[start of EXERCISE MATERIAL]

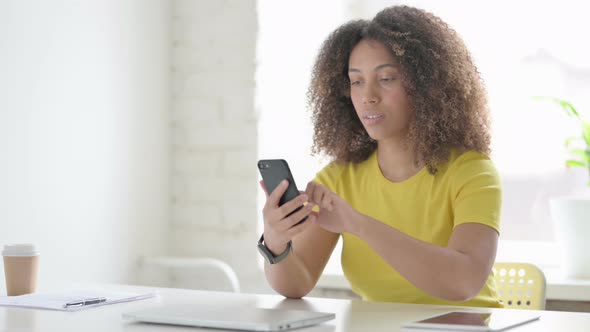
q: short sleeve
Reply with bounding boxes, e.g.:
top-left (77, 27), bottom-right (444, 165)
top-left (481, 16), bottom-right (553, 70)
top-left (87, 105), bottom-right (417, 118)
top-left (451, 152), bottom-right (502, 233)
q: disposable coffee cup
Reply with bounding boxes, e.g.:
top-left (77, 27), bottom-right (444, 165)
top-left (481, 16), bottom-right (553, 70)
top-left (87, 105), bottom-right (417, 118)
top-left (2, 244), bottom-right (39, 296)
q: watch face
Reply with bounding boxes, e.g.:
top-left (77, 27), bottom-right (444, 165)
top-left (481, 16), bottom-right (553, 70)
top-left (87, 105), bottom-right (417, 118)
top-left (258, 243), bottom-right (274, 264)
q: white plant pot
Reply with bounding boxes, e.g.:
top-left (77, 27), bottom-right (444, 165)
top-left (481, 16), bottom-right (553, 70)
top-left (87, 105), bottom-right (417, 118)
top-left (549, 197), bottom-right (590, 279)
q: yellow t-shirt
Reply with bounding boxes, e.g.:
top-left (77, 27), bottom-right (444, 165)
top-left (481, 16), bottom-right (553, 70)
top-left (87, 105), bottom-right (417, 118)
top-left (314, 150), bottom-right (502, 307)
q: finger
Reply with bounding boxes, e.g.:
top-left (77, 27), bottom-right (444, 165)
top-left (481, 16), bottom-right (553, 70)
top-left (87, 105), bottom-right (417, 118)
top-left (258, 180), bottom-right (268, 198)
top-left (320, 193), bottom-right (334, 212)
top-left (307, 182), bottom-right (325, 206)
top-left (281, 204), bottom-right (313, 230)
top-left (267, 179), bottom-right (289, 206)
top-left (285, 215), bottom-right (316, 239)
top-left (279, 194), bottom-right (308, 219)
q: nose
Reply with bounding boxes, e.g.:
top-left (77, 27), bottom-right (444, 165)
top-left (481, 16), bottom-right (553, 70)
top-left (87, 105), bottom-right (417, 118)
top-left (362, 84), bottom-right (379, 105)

[end of EXERCISE MATERIAL]
[start of EXERCISE MATERIAL]

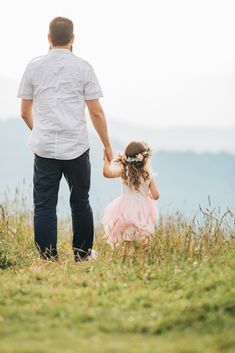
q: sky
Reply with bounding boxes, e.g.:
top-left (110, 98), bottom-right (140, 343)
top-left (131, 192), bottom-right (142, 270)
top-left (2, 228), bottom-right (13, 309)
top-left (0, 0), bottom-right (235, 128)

[end of EXERCISE MATERIAL]

WORK TO COMPLETE —
Give the stretch of rows above, from the line containing "q: white plant pot" through the line containing "top-left (549, 197), bottom-right (590, 279)", as a JSON list of strings with one string per line and blank lines left out.

SOLUTION TO THE EXERCISE —
[
  "q: white plant pot",
  "Reply with bounding boxes, e.g.:",
  "top-left (77, 27), bottom-right (444, 165)",
  "top-left (481, 16), bottom-right (553, 70)",
  "top-left (87, 105), bottom-right (417, 118)",
  "top-left (549, 197), bottom-right (590, 279)"
]